- **PROMPT**
Write out exactly the lines from the line that contains "In this exercise you will mark each instance of the school" through the final line of the listing below, and no others.
================================
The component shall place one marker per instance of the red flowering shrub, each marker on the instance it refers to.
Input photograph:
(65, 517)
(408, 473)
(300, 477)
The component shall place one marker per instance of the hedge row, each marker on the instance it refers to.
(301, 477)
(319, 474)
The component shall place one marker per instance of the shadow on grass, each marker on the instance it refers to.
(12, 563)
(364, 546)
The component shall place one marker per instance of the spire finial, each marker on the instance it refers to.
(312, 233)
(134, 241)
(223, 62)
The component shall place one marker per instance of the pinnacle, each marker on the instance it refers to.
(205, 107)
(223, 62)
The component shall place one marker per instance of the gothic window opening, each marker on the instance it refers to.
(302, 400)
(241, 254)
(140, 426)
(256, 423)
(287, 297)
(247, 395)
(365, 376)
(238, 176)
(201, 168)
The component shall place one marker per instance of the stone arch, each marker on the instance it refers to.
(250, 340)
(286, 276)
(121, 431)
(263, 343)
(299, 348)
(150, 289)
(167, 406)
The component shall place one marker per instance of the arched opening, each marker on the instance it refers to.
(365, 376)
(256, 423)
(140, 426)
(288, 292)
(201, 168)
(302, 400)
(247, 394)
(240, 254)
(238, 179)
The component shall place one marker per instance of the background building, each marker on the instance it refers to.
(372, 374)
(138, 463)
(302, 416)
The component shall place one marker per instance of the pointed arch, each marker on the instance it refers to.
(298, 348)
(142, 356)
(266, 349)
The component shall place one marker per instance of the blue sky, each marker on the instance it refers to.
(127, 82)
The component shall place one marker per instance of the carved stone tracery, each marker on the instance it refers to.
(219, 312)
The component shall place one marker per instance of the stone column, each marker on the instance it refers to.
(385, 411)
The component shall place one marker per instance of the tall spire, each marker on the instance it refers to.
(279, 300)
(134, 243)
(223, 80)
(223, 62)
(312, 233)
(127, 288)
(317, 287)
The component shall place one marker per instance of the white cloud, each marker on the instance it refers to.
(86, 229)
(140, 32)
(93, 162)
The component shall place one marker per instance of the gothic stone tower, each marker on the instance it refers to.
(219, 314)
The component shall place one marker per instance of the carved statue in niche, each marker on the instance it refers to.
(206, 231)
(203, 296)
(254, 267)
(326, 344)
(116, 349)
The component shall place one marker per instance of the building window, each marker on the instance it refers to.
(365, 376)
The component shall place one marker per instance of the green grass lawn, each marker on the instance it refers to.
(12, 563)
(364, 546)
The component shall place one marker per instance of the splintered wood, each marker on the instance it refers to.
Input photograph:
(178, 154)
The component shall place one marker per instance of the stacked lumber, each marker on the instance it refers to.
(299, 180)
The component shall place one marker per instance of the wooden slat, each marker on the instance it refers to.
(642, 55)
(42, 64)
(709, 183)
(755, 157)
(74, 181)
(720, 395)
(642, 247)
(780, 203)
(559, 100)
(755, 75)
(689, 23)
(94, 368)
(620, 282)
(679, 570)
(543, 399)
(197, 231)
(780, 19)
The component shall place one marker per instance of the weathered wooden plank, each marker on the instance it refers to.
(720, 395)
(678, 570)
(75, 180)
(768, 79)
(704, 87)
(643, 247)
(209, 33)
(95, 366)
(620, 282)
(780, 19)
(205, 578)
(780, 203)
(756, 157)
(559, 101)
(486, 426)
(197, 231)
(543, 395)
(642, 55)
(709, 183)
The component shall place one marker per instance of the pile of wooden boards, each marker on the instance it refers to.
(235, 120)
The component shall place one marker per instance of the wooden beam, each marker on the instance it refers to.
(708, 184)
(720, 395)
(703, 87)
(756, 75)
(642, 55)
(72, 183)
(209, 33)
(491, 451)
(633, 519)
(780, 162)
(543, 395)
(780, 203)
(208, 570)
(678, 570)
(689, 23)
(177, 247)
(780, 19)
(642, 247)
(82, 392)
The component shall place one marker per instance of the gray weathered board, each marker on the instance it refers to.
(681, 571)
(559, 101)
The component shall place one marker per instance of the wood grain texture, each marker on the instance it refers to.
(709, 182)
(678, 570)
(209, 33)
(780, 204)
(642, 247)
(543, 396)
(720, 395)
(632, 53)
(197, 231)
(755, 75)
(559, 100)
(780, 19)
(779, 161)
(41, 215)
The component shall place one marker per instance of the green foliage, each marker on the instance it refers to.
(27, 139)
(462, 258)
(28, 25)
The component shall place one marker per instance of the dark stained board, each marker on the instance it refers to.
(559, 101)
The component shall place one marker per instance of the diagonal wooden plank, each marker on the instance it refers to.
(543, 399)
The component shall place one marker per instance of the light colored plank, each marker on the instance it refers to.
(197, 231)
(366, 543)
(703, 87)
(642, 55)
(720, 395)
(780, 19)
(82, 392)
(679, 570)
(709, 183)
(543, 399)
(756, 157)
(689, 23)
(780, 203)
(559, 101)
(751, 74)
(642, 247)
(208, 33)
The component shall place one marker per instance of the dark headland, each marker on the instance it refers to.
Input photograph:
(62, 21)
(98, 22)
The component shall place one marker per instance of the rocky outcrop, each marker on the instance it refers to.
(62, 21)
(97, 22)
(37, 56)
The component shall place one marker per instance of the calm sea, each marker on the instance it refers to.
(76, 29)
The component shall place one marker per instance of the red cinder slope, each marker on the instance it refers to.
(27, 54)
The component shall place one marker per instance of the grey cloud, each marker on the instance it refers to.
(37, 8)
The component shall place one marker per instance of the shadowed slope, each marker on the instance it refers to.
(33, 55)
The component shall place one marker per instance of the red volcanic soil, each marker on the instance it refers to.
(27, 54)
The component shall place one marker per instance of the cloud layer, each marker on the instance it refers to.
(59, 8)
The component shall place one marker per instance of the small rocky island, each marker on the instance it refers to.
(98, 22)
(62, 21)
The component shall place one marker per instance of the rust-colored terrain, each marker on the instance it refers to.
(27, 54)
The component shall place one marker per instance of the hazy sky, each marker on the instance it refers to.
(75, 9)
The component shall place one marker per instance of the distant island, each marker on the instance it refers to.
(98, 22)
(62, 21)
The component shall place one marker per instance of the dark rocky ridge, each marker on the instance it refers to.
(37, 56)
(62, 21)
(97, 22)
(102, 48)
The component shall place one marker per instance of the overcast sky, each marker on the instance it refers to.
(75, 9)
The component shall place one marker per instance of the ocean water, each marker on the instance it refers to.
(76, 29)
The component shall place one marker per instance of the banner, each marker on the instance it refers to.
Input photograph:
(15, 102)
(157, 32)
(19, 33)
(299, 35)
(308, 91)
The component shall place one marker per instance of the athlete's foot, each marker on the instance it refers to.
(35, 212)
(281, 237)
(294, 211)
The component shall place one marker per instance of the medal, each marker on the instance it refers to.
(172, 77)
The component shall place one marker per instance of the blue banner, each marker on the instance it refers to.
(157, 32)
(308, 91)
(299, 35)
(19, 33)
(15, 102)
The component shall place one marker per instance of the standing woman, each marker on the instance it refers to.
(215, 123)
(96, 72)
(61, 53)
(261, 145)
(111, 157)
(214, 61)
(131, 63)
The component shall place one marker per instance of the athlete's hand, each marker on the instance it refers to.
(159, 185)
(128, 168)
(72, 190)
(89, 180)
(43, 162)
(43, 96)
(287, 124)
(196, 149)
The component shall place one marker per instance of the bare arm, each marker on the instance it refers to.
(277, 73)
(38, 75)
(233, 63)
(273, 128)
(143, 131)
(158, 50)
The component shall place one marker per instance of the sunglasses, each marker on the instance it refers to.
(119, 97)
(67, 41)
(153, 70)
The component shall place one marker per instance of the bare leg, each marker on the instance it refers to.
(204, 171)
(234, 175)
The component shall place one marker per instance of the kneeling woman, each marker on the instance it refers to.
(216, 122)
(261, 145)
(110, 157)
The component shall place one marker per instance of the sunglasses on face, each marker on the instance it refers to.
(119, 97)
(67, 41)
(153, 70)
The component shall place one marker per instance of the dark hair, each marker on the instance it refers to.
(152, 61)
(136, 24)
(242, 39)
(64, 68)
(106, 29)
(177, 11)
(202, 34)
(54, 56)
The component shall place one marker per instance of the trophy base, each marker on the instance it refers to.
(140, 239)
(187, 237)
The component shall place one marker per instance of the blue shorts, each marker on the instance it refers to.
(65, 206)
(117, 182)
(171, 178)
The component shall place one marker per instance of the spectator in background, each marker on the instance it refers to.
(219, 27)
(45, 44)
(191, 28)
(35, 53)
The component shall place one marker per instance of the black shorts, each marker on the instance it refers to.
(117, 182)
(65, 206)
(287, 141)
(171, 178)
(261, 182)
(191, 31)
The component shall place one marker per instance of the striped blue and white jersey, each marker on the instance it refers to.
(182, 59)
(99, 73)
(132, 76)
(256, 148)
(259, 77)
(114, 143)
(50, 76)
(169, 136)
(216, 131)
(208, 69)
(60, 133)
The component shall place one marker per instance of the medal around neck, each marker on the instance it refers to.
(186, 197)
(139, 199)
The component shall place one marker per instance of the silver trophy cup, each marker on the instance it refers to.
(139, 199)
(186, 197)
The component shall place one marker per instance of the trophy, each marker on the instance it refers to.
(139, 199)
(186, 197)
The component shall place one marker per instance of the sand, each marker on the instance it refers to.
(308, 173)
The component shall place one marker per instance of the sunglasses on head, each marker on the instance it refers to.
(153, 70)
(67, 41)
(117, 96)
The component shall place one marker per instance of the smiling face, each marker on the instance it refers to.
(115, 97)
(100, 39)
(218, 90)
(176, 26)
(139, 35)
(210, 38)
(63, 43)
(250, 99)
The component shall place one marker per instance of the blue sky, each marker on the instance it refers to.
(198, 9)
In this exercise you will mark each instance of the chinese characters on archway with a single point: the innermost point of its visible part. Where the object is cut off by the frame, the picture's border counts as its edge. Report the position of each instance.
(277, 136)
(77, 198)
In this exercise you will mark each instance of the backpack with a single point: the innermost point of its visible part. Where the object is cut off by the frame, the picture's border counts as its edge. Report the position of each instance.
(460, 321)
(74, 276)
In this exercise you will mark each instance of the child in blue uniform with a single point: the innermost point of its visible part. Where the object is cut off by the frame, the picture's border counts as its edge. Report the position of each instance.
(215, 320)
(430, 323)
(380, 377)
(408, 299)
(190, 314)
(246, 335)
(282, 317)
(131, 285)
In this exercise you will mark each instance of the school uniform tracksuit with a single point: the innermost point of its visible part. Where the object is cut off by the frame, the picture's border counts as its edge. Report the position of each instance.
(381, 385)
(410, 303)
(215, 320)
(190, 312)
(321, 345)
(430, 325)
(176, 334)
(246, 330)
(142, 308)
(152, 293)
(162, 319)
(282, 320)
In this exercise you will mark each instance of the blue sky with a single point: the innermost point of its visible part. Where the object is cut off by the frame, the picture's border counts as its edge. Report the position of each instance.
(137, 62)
================================
- **WRITTEN ANSWER**
In this exercise you will mark each instance of the school uniform tracksuit with a single point: the innermost point of its visible part. Where the object is cut off by the frame, the picture's border counts as its edge. Report the position of each instance.
(381, 385)
(410, 303)
(215, 320)
(190, 312)
(321, 345)
(430, 325)
(176, 334)
(246, 330)
(142, 308)
(152, 293)
(162, 319)
(282, 320)
In this exercise you will mark each instance of the blue sky with a single point: the innermost point of its visible part. Where the object is cut off by the frame, the picture's border counts as its edge. Report the position of each instance.
(137, 62)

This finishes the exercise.